課題要件: 抜粋本文によると、この図書館は1904年の開館時にどのような名称でしたか。

抜粋本文:
-----

府立中之島図書館
ふりつなかのしまとしょかん □大阪府大阪市
風格の名建築で、時代の余韻を読む。
長らくそこに図書館があることを知りながら、なぜか訪ねる機会のなかった府立中之島図書館。大阪市役所のすぐ東隣、さらに東の大阪市中央公会堂との間に挟まれるように建っています。
1904年に「大阪図書館」として開館した歴史ある図書館で、のちに「大阪府立中之島図書館」に改称されました。でも正面玄関の上には、今も右から左に大きく「館書図阪大」の文字。戦時空襲も生き抜いてきた建物の、刻まれた歴史とプライドを物語っています。
明治37年に竣工した建物は、当初から図書館として建設された。古代ギリシャの神殿を想起させる壮麗な外観。
明治37年に建てられた、ネオ・バロック式の建物。

-----

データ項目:
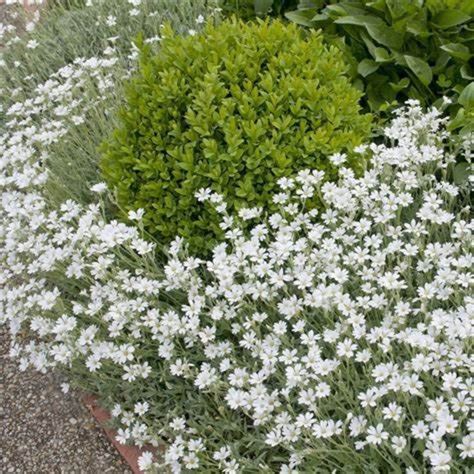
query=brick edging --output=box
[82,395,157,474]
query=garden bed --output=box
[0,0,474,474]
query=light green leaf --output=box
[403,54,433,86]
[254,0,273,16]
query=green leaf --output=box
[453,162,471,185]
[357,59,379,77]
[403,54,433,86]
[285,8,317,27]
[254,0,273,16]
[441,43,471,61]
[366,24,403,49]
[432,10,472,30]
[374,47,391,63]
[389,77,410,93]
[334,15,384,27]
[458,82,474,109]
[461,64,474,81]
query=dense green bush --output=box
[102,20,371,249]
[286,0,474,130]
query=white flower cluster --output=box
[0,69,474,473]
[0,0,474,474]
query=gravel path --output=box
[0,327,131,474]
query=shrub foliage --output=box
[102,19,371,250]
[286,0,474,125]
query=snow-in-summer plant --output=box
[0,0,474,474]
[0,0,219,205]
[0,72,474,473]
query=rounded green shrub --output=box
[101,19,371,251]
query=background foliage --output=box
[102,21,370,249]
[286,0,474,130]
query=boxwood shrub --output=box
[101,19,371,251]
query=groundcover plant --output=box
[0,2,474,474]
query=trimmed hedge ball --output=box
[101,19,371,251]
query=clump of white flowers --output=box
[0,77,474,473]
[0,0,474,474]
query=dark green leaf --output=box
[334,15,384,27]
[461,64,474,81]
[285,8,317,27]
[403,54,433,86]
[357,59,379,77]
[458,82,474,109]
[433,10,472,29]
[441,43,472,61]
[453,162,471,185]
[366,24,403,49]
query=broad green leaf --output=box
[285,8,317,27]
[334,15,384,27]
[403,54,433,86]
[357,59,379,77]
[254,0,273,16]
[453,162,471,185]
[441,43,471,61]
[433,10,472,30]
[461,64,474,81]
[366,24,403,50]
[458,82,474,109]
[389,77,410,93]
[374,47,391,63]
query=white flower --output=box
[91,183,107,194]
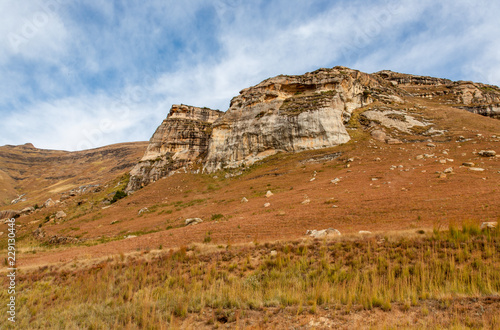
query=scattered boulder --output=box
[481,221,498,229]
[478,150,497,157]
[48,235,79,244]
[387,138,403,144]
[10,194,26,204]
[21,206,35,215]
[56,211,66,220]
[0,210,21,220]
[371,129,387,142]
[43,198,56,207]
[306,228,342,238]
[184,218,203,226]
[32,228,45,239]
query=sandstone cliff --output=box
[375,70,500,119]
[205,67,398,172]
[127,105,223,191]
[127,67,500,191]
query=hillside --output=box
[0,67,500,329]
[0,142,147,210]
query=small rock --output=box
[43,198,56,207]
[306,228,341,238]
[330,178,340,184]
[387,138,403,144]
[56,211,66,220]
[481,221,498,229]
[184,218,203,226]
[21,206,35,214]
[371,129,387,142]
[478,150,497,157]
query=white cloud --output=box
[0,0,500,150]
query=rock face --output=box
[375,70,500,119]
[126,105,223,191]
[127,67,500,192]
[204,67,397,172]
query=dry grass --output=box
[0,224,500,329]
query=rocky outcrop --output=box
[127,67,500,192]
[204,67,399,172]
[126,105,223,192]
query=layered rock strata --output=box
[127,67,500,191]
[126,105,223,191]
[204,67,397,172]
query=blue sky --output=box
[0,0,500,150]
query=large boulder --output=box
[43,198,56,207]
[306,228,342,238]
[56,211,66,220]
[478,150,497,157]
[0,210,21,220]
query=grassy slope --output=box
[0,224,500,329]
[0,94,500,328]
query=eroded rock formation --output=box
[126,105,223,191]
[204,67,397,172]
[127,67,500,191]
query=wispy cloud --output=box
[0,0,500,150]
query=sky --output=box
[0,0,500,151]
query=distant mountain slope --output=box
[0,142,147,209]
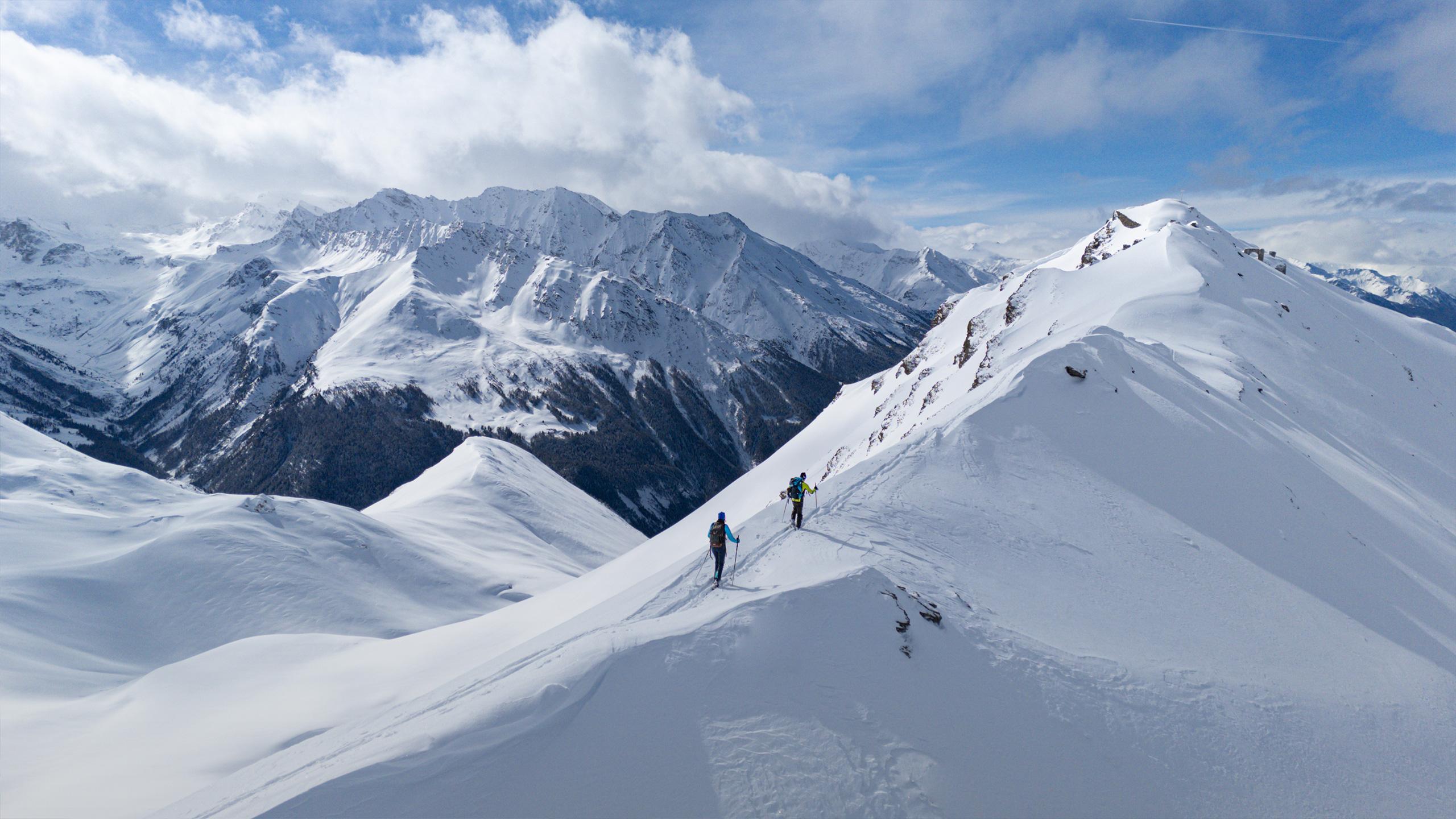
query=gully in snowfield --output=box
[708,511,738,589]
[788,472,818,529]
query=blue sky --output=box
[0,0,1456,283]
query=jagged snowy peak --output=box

-----

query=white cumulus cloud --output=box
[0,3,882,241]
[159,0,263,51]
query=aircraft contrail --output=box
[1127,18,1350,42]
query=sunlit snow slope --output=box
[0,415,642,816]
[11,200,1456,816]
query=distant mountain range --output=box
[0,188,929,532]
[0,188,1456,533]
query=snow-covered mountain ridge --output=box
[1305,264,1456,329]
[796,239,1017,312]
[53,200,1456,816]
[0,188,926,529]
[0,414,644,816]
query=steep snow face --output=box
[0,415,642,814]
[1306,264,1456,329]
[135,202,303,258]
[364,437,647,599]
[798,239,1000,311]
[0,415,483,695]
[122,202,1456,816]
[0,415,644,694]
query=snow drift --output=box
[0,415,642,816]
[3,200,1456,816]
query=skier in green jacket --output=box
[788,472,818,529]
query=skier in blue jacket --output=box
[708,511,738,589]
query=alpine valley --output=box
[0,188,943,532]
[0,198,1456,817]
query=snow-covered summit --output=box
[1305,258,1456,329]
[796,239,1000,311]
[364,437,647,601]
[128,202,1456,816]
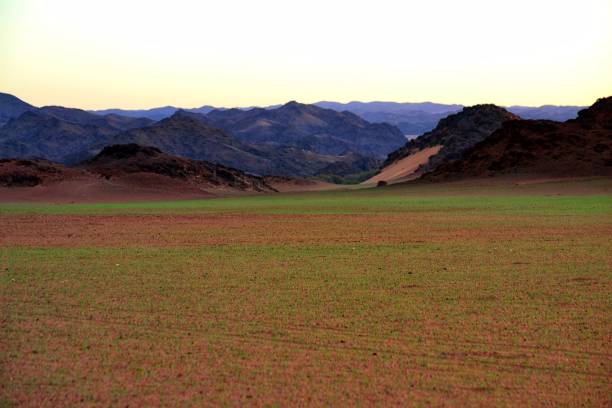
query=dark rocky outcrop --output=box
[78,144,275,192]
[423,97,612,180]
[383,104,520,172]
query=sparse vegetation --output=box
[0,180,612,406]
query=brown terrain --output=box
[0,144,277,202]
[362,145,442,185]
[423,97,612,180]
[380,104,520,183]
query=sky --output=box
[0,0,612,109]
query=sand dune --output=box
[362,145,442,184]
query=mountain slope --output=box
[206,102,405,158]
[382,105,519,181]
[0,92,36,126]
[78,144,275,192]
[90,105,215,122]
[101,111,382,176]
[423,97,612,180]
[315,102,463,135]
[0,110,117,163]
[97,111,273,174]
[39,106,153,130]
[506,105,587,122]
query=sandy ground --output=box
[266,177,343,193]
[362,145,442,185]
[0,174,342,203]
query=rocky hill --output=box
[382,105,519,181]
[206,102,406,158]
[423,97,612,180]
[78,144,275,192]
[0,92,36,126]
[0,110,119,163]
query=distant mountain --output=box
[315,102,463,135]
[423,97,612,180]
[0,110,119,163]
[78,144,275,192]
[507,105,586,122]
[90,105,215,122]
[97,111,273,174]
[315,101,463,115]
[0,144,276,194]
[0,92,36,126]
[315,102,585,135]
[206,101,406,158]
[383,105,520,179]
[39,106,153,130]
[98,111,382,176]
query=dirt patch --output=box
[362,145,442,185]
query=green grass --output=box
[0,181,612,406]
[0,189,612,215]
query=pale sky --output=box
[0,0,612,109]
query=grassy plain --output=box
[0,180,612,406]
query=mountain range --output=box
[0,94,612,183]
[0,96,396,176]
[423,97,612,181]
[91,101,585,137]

-----

課題回答: 「大阪図書館」という名称でした。